Письменное задание 1: Процитируйте из фрагмента о духовном материализме отрывок, начинающийся словами "Тот, кто знает" и заканчивающийся словами "упанишада, 5 – 14)." включительно.
Письменное задание 2: Перечислите все тонкие миры, которые во фрагменте о духовном материализме названы в изложении учения оккультистов.
Письменное задание 3: Продолжите фрагмент о духовном материализме, начав сразу после его последнего предложения.

Фрагмент документа:

━━━━━━━━

В слепую тьму вступают те, кто чтят непроявление;
Словно в еще б?льшую тьму – те, которые наслаждались проявлением.
Поистине, говорят, что это отлично от проявления, отлично от непроявления, –
Так слышали мы от мудрых, которые разъяснили нам это.
Тот, кто знает обоих вместе – и проявление и уничтожение,
Переправившись через смерть с помощью уничтожения, достигает бессмертия с помощью проявления» (Иша упанишада, 5 – 14).
Но наверняка большинство людей верующих и размышляющих  над религиозными сюжетами все-таки исходят из того, что их содержание – это конкретная историческая реальность – вот было все так буквально исторически, как в Библии написано. И вот теперь мы, хватаясь за другой конец этой цепочки, выполняя обряды, признавая догматы и исповедуя вероучение, мы чуть ли не магическим путем, через вещественную передачу благодати, оказываемся «встроенными» в такую вот систему, которую чаще всего и называют «церковью». И таким образом человек попадает из поля целиком индивидуального бытия уже в некое обеспеченное, коллективное церковное бытие.
Такая точка зрения, является просто одним из продолжений материализма внешнего, грубого в более тонкую сферу. Это и есть одно из проявлений так называемого духовного материализма, когда мы и за пределами видимого, ощутимого бытия не желаем расставаться с нашей логикой, с нашими основами мировосприятия и мироощущения. И мы просто проецируем туда, по ту сторону все то, что имеем здесь. На самом деле все такие буквальные религиозные, магические, механистические представления о том, что там, по ту сторону тоже есть какие-то объекты какого-то более тонкого мира, а над ними – еще более тонкие, как оккультисты учат – астральный, ментальный, будхический и т.д... Их можно наворотить сколько твоей душе угодно. Но принцип остается тот же, как и в физической материи: вот атом, а внутри него электроны, а там еще, может, что-нибудь откроют...
Хотя и физики уже давно нащупали, что не так все просто. То есть там наступает такой момент, когда мы идем внутрь атома, что трещат наши представления о конкретности, вещественности, постоянстве, о том, что там какие-то пылинки или частички – ничего подобного... И человек, который соприкасается с более утонченными уровнями реальности,  он тоже...  Но те уровни иной реальности, которые ближе к нам, там вот как раз духовный материализм находит хорошую почву, вся эта магия и попытки энергоинформационного  манипулирования – это, можно сказать, изнанка физического мира, области потустороннего, недалекие от него.
А вот тот мистический опыт, который идет дальше, глубже, уже соприкасается с великими парадоксами и только там становится понятным, откуда эта проповедь самопожертвования в Евангелии и почему только исчезнув, ты можешь впервые по-настоящему появиться. Все Евангельские заповеди и смысл всех притч можно было бы редуцировать вот к этому странному для человеческого ума положению, что тогда, когда тебя не будет, ты появишься на самом деле. И быть рожденным свыше, и то пшеничное зерно, которое умирает и воскресает, да и само понятие смерти-воскресения, конечно же, не в таком грубом внешнем восприятии, что кости из земли подымутся и плотью обрастут...

━━━━━━━━

(Выдержки из набора данных для указания)
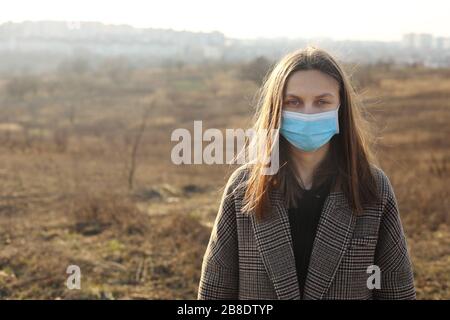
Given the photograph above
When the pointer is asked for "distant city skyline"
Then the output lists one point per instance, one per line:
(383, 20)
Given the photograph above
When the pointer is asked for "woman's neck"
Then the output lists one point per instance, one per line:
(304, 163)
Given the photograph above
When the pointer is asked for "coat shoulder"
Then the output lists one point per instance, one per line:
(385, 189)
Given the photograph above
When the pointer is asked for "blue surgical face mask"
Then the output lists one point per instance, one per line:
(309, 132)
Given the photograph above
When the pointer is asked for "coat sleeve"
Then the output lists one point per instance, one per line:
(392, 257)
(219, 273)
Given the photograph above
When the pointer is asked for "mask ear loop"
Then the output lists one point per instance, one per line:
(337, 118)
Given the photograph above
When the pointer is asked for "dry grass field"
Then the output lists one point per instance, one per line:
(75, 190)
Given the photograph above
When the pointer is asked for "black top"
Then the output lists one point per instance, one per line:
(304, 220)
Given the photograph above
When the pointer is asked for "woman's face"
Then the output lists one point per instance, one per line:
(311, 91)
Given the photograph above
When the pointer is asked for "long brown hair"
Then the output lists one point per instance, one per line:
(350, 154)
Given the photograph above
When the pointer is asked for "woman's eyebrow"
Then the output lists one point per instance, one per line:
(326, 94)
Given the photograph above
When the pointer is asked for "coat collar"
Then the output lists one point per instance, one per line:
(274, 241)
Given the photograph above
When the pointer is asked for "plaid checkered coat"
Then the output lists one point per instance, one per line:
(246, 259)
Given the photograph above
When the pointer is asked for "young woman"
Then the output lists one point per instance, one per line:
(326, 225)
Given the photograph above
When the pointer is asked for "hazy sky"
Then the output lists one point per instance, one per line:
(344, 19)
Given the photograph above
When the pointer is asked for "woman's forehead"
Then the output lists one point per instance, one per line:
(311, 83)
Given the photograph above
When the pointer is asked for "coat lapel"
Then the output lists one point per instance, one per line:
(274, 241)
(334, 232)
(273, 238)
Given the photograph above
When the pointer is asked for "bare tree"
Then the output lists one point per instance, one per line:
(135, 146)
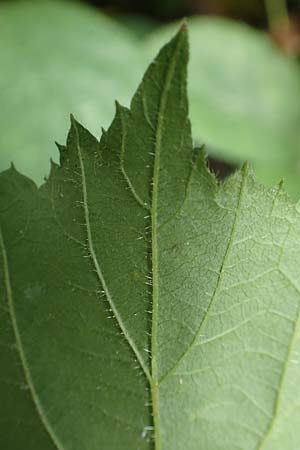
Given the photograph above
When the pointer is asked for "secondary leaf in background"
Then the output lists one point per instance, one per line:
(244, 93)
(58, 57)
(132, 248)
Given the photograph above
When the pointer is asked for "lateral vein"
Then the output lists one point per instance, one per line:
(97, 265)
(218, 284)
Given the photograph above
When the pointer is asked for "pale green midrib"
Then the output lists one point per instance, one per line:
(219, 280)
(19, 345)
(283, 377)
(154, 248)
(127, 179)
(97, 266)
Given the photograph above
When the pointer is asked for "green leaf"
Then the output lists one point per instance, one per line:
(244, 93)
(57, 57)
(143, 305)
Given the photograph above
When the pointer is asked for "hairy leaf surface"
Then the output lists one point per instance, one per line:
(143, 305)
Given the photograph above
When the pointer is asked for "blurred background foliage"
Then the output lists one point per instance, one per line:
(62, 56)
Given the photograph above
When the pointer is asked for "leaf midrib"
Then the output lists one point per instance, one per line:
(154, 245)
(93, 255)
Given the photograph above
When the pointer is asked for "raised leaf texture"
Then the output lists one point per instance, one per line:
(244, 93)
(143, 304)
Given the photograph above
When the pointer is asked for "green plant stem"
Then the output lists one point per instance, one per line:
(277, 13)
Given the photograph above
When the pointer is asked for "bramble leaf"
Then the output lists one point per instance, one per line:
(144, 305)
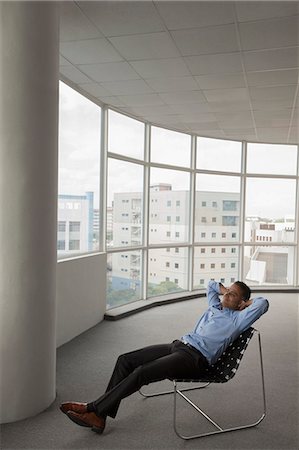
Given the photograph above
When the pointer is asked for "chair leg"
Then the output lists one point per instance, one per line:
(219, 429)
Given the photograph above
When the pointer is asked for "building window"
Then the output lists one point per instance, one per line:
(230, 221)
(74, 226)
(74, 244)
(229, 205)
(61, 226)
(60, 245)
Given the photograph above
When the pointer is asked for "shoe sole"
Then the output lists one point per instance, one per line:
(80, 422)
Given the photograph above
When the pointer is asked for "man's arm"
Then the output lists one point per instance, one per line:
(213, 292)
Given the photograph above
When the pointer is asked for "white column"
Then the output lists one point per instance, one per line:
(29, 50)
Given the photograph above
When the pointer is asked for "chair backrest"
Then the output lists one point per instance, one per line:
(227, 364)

━━━━━━━━

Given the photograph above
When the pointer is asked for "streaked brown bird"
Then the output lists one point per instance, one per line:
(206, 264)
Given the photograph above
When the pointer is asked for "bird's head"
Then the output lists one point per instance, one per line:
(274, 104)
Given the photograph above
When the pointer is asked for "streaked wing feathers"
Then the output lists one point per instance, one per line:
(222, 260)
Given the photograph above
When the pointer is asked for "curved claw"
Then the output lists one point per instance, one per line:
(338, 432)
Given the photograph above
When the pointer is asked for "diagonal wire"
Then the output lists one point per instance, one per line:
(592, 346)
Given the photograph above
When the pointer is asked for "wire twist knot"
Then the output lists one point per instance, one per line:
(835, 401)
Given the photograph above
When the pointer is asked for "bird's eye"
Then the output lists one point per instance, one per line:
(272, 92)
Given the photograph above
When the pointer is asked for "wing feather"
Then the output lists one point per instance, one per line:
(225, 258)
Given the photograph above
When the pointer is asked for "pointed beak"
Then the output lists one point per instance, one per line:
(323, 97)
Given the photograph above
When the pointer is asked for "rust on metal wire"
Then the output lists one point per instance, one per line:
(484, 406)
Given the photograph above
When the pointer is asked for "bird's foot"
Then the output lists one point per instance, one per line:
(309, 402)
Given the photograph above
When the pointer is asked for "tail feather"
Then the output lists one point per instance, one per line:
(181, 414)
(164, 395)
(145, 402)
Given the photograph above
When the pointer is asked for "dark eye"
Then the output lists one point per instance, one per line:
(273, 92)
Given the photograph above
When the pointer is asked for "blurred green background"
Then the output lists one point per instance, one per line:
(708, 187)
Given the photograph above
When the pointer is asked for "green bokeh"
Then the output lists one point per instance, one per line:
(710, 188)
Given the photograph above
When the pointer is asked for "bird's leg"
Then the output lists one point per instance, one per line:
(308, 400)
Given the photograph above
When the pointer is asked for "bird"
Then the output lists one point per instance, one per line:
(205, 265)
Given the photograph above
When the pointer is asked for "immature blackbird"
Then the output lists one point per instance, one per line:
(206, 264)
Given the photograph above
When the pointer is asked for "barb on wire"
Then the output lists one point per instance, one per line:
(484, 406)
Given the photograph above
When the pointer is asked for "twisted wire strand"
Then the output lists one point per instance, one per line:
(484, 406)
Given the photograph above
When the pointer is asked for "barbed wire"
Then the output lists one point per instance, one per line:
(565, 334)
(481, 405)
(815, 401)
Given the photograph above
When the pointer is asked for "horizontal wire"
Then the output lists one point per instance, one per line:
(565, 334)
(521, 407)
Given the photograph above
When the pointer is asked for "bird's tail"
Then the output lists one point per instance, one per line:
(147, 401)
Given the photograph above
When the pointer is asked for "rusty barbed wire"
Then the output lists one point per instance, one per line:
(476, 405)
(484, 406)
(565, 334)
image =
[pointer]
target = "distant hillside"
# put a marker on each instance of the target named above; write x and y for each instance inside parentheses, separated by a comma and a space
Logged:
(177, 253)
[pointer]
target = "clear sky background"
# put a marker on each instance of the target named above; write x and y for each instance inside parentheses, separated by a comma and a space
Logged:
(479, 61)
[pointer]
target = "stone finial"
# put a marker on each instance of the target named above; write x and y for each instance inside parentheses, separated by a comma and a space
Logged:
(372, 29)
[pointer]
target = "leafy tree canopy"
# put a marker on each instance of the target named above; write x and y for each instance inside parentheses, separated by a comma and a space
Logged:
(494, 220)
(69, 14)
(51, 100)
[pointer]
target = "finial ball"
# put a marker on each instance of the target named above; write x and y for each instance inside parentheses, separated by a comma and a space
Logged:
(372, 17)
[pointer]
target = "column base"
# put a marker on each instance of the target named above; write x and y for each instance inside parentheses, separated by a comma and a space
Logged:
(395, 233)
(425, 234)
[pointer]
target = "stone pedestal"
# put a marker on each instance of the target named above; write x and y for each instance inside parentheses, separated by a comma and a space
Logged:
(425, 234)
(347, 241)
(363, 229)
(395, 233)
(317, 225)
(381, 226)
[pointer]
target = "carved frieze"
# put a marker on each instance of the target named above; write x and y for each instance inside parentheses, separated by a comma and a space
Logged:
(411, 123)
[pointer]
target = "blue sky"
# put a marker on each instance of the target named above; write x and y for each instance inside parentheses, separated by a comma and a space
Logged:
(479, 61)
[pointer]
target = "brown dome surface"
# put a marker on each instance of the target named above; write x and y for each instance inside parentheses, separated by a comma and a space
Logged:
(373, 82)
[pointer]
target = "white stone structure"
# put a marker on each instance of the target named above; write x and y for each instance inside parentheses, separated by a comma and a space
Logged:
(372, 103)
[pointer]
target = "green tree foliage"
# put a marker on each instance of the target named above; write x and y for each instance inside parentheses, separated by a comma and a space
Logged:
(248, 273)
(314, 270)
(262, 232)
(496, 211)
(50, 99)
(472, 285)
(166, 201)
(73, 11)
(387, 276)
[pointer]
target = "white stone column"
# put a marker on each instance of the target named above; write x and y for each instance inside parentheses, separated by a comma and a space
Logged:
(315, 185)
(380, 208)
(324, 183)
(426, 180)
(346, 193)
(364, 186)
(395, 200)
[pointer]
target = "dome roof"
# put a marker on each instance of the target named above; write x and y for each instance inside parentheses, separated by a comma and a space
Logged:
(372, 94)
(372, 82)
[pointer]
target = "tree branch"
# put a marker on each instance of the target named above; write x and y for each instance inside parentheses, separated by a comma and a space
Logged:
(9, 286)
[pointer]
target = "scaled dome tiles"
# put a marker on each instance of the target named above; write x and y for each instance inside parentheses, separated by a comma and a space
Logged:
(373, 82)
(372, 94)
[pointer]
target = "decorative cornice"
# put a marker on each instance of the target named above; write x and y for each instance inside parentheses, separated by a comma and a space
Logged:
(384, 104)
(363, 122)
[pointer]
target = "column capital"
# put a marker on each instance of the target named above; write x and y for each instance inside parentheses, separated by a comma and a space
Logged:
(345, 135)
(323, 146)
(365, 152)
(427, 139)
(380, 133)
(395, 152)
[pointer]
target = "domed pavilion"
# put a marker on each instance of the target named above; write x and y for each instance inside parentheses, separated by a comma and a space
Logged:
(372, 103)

━━━━━━━━

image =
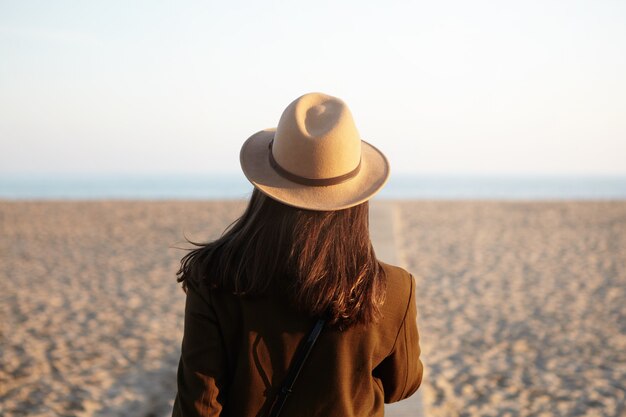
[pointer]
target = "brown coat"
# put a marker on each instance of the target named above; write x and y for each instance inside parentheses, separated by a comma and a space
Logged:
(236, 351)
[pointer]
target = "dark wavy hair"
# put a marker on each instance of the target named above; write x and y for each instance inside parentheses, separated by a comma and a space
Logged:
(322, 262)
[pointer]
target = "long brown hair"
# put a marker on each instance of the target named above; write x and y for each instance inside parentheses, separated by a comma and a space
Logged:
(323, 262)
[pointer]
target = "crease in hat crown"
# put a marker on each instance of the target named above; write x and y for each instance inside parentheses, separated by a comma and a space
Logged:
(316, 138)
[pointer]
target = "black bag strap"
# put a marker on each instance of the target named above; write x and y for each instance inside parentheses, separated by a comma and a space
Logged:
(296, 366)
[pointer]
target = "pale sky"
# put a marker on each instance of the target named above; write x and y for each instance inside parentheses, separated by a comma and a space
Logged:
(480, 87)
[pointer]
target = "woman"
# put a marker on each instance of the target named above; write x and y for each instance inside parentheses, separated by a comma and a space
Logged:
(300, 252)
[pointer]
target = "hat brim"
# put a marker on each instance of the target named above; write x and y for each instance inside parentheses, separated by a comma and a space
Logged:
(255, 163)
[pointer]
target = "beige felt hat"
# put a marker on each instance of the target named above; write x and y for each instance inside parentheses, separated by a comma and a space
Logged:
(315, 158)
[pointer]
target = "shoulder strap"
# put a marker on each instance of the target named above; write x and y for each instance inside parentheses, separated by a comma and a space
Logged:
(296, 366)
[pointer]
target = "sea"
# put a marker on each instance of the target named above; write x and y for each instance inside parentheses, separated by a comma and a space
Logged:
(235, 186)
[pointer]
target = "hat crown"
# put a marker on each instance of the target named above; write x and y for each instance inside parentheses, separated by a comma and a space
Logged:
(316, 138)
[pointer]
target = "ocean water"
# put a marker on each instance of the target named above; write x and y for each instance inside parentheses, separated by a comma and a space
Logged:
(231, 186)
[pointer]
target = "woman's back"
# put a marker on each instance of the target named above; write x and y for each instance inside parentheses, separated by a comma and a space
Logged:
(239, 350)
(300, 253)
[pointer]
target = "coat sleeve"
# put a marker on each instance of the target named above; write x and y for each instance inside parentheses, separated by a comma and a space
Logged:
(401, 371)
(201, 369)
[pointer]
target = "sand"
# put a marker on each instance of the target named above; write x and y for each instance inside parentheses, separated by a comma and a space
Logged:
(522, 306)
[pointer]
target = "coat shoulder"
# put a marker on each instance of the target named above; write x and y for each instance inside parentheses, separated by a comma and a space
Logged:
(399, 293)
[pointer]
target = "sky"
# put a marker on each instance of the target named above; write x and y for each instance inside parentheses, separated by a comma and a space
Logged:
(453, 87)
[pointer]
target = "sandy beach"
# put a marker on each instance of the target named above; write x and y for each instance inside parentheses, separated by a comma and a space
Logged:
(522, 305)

━━━━━━━━

Результат выполнения 1:
Тот, кто знает обоих вместе – и проявление и уничтожение,
Переправившись через смерть с помощью уничтожения, достигает бессмертия с помощью проявления» (Иша упанишада, 5 – 14).

Результат выполнения 2: Астральный, ментальный, будхический.

Результат выполнения 3:
На самом деле, когда речь идет о воскресении из мертвых или о том, как Христос воскрес и всем нам надлежит воскреснуть – это аллегория истинного бытия. То есть что такое мертвость – это то, что мы называем существованием и тьма внешняя («кромешная»), и мир внешний, в котором мы находимся, с частью которого мы себя отождествили. И здесь нас грызут черви, здесь мы плачем, здесь скрежет зубов – это все аллегория атрибутов нашего иллюзорного существования. А воскресение – это переход по ту сторону «бытия», это снятие кавычек с «я есть». Почему говорится «Христос воскресе из мертвых, смертию смерть поправ» – то есть отрицание отрицания – та смертность, или инаковость, простертость наша, когда обнаруживается, что есть она такое на самом деле. Вот это изумительное таинство, когда все становится подлинным, то есть поглощается та стихия инаковости, та смерть, которую мы считаем жизнью в теперешнем состоянии –  «настоящего жития нощь» как сказано в одной из утренних молитв, «прейти» которую сподобить нас, «ожидающих пришествия светлого и явленного дне единородного Сына Твоего» мы умоляем Бога...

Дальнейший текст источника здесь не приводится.